» TESTO ESTRATTO:
-------------------------

Ferrara, bella vita con i soldi dell’accoglienza: mezzo milione da restituire allo Stato
La Corte dei Conti condanna per danno erariale la coop Vivere Qui che gestiva dei Cas a Vigarano e Poggio Renatico
Ferrara Il processo penale è ancora in corso, quello contabile si è invece concluso davanti alla sezione emiliano-romagnola della Corte dei Conti: gli amministratori della coop dell’accoglienza Vivere Qui dovranno restituire allo stato quasi mezzo milione di euro, quanto cioè gli viene contestato di aver ricevuto dal ministero dell’Interno e usato per scopi diversi dall’accoglienza migranti per i quali erano stati concessi, causando così un danno da disservizio.
Le condanne Nel dettaglio, la Corte dei Conti ha condannato in solido la cooperativa Vivere Qui, Thomas Atongni Kuma e Nathalie Beatrice Djuom, che della società erano presidente e vice, al pagamento di 407.291 euro a favore del ministero dell’Interno. Società, vertici e la consigliera di amministrazione Eva Rosa Lombardelli sono stati condannati anche al pagamento di 10.116 euro sempre a favore del Viminale per le irregolarità riscontrate nei registri presenze che avrebbero contribuito a causare il danno erariale. La Corte ha invece respinto la richiesta della procura contabile di condannare anche la ex funzionaria dell’Asp, assunta con contratto interinale, riconoscendo anzi alla sua difesa il diritto alla liquidazione delle spese (800 euro) da parte del ministero.

-------------------------

Voci del dataset memorizzate:
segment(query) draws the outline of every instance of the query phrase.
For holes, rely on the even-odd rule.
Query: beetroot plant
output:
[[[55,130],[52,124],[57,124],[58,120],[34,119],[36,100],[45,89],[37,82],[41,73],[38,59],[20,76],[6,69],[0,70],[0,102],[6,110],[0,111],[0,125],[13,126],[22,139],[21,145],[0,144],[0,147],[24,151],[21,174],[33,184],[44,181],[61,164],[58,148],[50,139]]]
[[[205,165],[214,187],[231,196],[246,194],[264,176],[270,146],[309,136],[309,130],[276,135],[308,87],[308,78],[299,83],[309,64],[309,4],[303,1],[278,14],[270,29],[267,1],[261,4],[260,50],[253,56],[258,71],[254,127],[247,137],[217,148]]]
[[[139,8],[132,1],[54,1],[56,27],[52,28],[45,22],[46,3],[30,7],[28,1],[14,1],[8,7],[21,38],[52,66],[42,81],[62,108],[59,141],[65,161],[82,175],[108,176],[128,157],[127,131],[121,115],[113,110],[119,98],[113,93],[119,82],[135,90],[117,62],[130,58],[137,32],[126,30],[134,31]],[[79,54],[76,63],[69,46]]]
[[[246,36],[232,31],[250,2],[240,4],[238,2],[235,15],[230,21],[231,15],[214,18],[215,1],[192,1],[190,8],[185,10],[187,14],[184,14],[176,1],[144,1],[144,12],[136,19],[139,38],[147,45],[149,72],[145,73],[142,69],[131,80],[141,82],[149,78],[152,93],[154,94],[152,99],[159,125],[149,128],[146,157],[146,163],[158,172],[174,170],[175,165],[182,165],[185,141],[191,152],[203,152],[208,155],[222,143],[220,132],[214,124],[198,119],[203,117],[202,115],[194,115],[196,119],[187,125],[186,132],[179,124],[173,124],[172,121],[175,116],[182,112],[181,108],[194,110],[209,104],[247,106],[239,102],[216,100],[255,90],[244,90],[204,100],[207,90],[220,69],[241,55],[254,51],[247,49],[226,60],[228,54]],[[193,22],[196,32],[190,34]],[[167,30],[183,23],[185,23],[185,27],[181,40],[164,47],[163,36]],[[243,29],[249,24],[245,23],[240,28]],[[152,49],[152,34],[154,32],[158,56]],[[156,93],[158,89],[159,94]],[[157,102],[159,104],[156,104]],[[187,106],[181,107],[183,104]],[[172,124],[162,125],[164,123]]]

-------------------------

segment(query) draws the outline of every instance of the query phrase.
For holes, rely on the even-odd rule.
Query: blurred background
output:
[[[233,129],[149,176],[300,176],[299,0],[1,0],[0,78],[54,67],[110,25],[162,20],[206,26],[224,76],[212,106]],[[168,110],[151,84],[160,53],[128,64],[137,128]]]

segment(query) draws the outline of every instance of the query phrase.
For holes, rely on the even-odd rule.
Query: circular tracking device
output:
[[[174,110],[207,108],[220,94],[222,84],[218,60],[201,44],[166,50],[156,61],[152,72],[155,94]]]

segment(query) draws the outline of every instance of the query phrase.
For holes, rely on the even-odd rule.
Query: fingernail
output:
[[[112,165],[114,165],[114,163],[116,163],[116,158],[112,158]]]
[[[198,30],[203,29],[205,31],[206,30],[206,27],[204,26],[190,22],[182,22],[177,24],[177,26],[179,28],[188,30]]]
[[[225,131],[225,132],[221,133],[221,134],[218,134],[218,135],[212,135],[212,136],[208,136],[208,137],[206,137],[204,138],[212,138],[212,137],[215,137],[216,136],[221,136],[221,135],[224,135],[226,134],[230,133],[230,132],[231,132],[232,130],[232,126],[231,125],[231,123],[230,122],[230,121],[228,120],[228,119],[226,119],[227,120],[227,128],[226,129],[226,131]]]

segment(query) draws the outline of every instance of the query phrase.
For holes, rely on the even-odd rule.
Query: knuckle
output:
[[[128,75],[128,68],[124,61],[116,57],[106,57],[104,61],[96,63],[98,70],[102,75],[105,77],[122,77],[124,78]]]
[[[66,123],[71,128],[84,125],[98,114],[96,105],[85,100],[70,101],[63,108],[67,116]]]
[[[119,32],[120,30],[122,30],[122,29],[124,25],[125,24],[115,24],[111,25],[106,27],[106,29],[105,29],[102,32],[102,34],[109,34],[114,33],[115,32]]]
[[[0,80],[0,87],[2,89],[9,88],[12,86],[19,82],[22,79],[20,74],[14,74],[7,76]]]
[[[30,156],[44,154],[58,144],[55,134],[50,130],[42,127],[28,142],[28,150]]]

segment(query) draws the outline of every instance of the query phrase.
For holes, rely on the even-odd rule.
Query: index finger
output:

-------------------------

» COMPITO RICHIESTO: Riporti il tratto dell'articolo sulla condanna della coop Vivere Qui che va da "Ferrara, bella vita" fino a "danno da disservizio.", sostituendo "Corte dei Conti" con "magistratura contabile". Il materiale non è necessario.

» RISULTATO:
Ferrara, bella vita con i soldi dell’accoglienza: mezzo milione da restituire allo Stato
La magistratura contabile condanna per danno erariale la coop Vivere Qui che gestiva dei Cas a Vigarano e Poggio Renatico
Ferrara Il processo penale è ancora in corso, quello contabile si è invece concluso davanti alla sezione emiliano-romagnola della magistratura contabile: gli amministratori della coop dell’accoglienza Vivere Qui dovranno restituire allo stato quasi mezzo milione di euro, quanto cioè gli viene contestato di aver ricevuto dal ministero dell’Interno e usato per scopi diversi dall’accoglienza migranti per i quali erano stati concessi, causando così un danno da disservizio.